## Aim
Output each line of the material exactly as it stands.

## Records shown
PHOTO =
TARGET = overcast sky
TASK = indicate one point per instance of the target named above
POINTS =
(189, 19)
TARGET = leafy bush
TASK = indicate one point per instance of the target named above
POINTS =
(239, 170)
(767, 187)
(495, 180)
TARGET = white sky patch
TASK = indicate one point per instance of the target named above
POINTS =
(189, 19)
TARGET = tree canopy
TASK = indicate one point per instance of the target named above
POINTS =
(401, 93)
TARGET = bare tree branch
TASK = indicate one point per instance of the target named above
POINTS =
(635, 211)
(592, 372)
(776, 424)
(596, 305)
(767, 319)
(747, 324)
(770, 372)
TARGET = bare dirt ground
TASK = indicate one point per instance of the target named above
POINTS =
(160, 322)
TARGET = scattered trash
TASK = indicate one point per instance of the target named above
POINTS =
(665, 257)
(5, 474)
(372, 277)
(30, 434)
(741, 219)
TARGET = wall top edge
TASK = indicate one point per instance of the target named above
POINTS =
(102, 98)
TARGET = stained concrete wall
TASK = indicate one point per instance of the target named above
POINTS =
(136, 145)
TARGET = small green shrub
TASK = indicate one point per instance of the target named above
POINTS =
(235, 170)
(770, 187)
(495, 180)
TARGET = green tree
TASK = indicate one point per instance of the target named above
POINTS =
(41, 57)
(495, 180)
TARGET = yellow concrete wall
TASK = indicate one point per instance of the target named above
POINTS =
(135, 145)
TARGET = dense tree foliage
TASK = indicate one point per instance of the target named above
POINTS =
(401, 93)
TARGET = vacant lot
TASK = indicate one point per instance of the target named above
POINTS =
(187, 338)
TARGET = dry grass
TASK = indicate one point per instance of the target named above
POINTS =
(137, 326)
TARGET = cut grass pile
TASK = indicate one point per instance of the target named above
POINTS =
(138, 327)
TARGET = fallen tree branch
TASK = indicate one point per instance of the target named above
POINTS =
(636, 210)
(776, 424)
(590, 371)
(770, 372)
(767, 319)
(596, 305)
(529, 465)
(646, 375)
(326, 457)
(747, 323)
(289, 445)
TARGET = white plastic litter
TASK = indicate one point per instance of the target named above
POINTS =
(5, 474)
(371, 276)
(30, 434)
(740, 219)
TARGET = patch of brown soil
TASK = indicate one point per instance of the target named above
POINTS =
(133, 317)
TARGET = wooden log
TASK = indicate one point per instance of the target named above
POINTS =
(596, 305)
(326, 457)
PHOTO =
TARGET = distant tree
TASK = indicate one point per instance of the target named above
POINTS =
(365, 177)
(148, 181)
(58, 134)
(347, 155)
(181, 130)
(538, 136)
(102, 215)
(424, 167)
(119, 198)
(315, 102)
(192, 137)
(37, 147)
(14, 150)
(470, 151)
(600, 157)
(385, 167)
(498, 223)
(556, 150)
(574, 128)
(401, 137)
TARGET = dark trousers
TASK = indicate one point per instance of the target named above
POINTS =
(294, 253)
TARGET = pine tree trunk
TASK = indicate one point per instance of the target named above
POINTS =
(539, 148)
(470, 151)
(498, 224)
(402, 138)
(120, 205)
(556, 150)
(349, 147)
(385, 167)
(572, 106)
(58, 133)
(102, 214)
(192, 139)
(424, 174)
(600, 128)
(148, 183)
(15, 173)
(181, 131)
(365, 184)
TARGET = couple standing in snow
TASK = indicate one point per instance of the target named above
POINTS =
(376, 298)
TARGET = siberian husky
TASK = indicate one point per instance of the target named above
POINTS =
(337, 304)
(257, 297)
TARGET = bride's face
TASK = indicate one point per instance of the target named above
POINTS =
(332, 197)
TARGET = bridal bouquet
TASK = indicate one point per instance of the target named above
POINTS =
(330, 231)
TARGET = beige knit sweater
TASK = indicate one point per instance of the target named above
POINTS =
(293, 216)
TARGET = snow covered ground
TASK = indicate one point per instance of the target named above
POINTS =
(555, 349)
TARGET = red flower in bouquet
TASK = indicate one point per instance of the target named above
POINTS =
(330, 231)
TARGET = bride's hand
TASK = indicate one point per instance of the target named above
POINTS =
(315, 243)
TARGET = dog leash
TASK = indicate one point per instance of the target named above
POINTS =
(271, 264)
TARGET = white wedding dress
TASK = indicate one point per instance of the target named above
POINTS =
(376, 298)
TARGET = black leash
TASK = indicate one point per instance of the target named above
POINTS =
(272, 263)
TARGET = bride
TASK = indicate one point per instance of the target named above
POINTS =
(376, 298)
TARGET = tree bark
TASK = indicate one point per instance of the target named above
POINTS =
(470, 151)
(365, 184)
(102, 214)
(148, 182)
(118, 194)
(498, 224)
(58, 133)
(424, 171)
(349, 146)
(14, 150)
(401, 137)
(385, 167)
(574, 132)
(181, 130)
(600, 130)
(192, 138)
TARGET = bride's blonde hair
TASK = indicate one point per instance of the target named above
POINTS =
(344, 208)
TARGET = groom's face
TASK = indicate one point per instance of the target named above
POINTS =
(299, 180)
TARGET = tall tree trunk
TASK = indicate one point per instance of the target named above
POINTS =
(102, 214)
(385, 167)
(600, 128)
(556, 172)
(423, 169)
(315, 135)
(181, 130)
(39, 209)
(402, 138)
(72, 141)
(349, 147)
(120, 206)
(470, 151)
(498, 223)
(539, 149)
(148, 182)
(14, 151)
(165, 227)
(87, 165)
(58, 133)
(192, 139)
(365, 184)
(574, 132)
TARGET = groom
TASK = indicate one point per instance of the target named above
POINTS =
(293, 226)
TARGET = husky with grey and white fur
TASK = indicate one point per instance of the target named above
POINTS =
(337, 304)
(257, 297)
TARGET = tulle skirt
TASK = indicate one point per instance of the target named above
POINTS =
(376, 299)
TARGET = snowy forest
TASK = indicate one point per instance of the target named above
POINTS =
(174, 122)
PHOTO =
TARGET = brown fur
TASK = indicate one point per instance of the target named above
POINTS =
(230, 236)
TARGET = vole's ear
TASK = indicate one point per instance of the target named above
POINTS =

## Solution to this task
PHOTO =
TARGET = overcast sky
TASK = indicate one point per instance of the target named above
POINTS =
(189, 19)
TARGET = leafy bush
TASK = indicate one point per instance of the target named above
POINTS =
(239, 170)
(767, 187)
(495, 180)
TARGET = white sky patch
TASK = indicate one point per instance of the target named above
POINTS =
(189, 19)
TARGET = tree canopy
TASK = indicate one point per instance of the target named above
POINTS =
(401, 93)
TARGET = bare tree branch
TASK = indicate one point per instance of the target named above
POINTS =
(635, 211)
(592, 372)
(776, 424)
(596, 305)
(767, 319)
(747, 324)
(770, 372)
TARGET = bare dirt ground
TASK = indicate one point per instance of the target named above
POINTS =
(160, 322)
TARGET = scattered trash
TASK = indicate one point per instance of the target named above
POINTS =
(665, 257)
(5, 474)
(372, 277)
(30, 434)
(741, 219)
TARGET = wall top edge
TASK = indicate one point per instance of the target named above
POINTS =
(102, 98)
TARGET = stained concrete wall
TASK = indicate one point per instance of the target named above
POINTS =
(136, 145)
TARGET = small green shrub
TASK = indicate one point per instance of the target named above
POINTS =
(235, 170)
(770, 187)
(495, 180)
TARGET = green tree
TASK = indicate one point per instance of the target named above
POINTS =
(41, 57)
(495, 180)
TARGET = yellow concrete wall
TASK = indicate one point per instance of the target named above
POINTS =
(135, 145)
TARGET = dense tree foliage
TASK = indicate one point per instance of the target named above
POINTS =
(401, 93)
TARGET = vacant lot
TASK = indicate one point per instance of the target named above
POINTS =
(187, 338)
TARGET = dry grass
TASK = indicate one point per instance of the target named above
POINTS =
(137, 326)
TARGET = cut grass pile
TASK = indicate one point per instance of the target named above
POINTS =
(138, 327)
TARGET = fallen tree branch
TASK = indicate one point per instance of the target named above
POINTS =
(636, 210)
(776, 424)
(590, 371)
(770, 372)
(767, 319)
(596, 305)
(529, 465)
(646, 375)
(326, 457)
(747, 323)
(289, 445)
TARGET = white plastic litter
TASK = indicate one point per instance of the target named above
POINTS =
(5, 474)
(371, 276)
(30, 434)
(740, 219)
TARGET = patch of brown soil
TASK = indicate one point per instance of the target named above
POINTS =
(133, 317)
TARGET = wooden log
TASK = indicate one point per instance of the target named above
POINTS =
(596, 305)
(326, 457)
PHOTO =
TARGET = distant tree
TASK = indicate one point per instance of the target named above
POINTS =
(365, 177)
(148, 181)
(58, 134)
(347, 155)
(181, 130)
(538, 136)
(102, 215)
(424, 167)
(119, 198)
(315, 102)
(192, 137)
(37, 147)
(14, 150)
(470, 151)
(600, 157)
(385, 167)
(498, 223)
(556, 150)
(574, 128)
(401, 137)
TARGET = dark trousers
TASK = indicate one point per instance of the target named above
POINTS =
(294, 253)
TARGET = pine tree trunk
TASK = indicate one point per instance of the target named above
POINTS =
(539, 148)
(470, 151)
(498, 224)
(402, 138)
(120, 205)
(556, 150)
(349, 147)
(385, 167)
(572, 106)
(58, 133)
(102, 214)
(192, 139)
(424, 174)
(600, 128)
(148, 183)
(15, 173)
(181, 131)
(365, 184)
TARGET = couple standing in snow
TASK = indicate one point per instance of the target named above
POINTS =
(376, 298)
TARGET = siberian husky
TASK = indicate one point per instance of the target named above
POINTS =
(337, 304)
(257, 297)
TARGET = bride's face
TASK = indicate one point per instance of the target named above
POINTS =
(332, 197)
TARGET = bridal bouquet
TASK = indicate one point per instance of the target named above
POINTS =
(330, 231)
TARGET = beige knit sweater
TASK = indicate one point per instance of the target named above
POINTS =
(293, 216)
TARGET = snow covered ground
TASK = indicate one point per instance of the target named above
POINTS =
(555, 349)
TARGET = red flower in bouquet
TASK = indicate one point per instance of the target named above
POINTS =
(330, 231)
TARGET = bride's hand
TASK = indicate one point per instance of the target named above
POINTS =
(315, 243)
TARGET = dog leash
TASK = indicate one point per instance of the target named above
POINTS =
(271, 264)
TARGET = white wedding dress
TASK = indicate one point per instance of the target named above
POINTS =
(376, 298)
TARGET = black leash
TASK = indicate one point per instance of the target named above
POINTS =
(272, 263)
TARGET = bride
TASK = indicate one point per instance of the target named above
POINTS =
(376, 298)
TARGET = tree bark
TASK = indicate one point per instance of the target named above
POINTS =
(470, 151)
(365, 184)
(102, 214)
(148, 182)
(118, 194)
(498, 224)
(58, 133)
(424, 171)
(349, 146)
(14, 150)
(401, 137)
(385, 167)
(574, 132)
(181, 130)
(600, 130)
(192, 138)
TARGET = bride's blonde hair
TASK = indicate one point per instance of the target named above
POINTS =
(344, 208)
TARGET = groom's face
TASK = indicate one point per instance of the target named above
POINTS =
(299, 180)
TARGET = tall tree trunk
TASK = indicate one point per instance of the target named above
POINTS =
(102, 214)
(385, 167)
(600, 128)
(556, 172)
(423, 169)
(315, 135)
(181, 130)
(39, 209)
(402, 138)
(72, 141)
(349, 147)
(120, 206)
(470, 151)
(498, 223)
(539, 149)
(148, 182)
(14, 151)
(165, 227)
(87, 165)
(58, 133)
(192, 139)
(365, 184)
(574, 132)
TARGET = groom
TASK = indicate one point per instance of the target named above
POINTS =
(293, 226)
TARGET = husky with grey and white fur
TASK = indicate one point per instance of the target named above
POINTS =
(337, 304)
(257, 297)
TARGET = tulle skirt
TASK = indicate one point per instance of the target named above
POINTS =
(376, 299)
TARGET = snowy forest
TASK = indicate one point per instance of the target named above
POINTS =
(174, 122)
PHOTO =
TARGET = brown fur
TASK = indicate one point per instance of the target named above
POINTS =
(230, 236)
TARGET = vole's ear
TASK = indicate one point per instance of the target named above
POINTS =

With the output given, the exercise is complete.